**Brano di lettura:**
Il Fallimento n. 998/2002 della RAGIONE_SOCIALE e NOME COGNOME hanno resistito con distinti controricorsi.
In data 21/03/2024, il consigliere delegato ha depositato una proposta di definizione del giudizio, ai sensi dell’art. 380 bis c.p.c ., che è stata ritualmente comunicata alle parti.
In seguito a tale comunicazione, il ricorrente, a mezzo del difensore munito di nuova procura speciale, ha chiesto la decisione del ricorso. È stata quindi fissata l’adunanza in camera di consiglio, ai sensi dell’art. 380 bis.1 c.p.c.
In prossimità dell’udienza, hanno depositato memorie il ricorrente ed il Fallimento n. 998/2002 della RAGIONE_SOCIALE
Considerato che:
l’unico motivo di ricorso denuncia ‘errore di fatto in ordine alla mancata e contraddittoria motivazione relativa all’effettivo possesso del bene da parte del sig. COGNOME e all’onere probatorio’.
Si lamenta l’ errore commesso dalla Corte, consistente nell ‘omessa valutazione della circostanza che l’attore, sin dal primo grado, aveva chiesto di provare il possesso dell’immobile ai fini dell’usucapione e, nella stessa ottica, aveva articolato, nella memoria ex art. 183 comma 6 c.p.c., prove testimoniali, che non erano state ammesse, sicché, nella prospettiva del ricorrente (vedi pag. 6 del ricorso), ‘non è possibile ritenere che vi sia mancanza di prova del possesso precedente del bene che si intende usucapire, se è stato, di fatto, impedito ogni tipo di valutazione, non ammettendo la prova testimoniale’;
1.1. il motivo è inammissibile;
quello lamentato non è un errore di fatto revocatorio secondo la costante accezione della giurisprudenza di legittimità.

**Dati archiviati:**
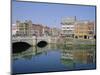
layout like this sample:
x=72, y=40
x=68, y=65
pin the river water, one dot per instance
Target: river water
x=53, y=58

**Esercizi da svolgere:**
1. Ripeti il passo del brano che inizia con le parole contenenti "In seguito a" e termina con "380 bis.1 c.p.c.".
2. Stabilisci se ciascuna affermazione concorda con il brano, rispondendo sì o no e citando le parole decisive: (a) la proposta di definizione del giudizio è stata depositata dal consigliere delegato il 21/03/2024; (b) le prove testimoniali articolate dall'attore erano state ammesse; (c) il motivo di ricorso è stato giudicato ammissibile.
3. Secondo il brano, in base a quale articolo è stata fissata l'adunanza in camera di consiglio?
Il materiale non è necessario per svolgere gli esercizi.

**Risposte per esercizio:**
1.
In seguito a tale comunicazione, il ricorrente, a mezzo del difensore munito di nuova procura speciale, ha chiesto la decisione del ricorso. È stata quindi fissata l’adunanza in camera di consiglio, ai sensi dell’art. 380 bis.1 c.p.c.

2.
(a) Sì: "In data 21/03/2024, il consigliere delegato ha depositato una proposta di definizione del giudizio".
(b) No: "prove testimoniali, che non erano state ammesse".
(c) No: "il motivo è inammissibile".

3. In base all'art. 380 bis.1 c.p.c.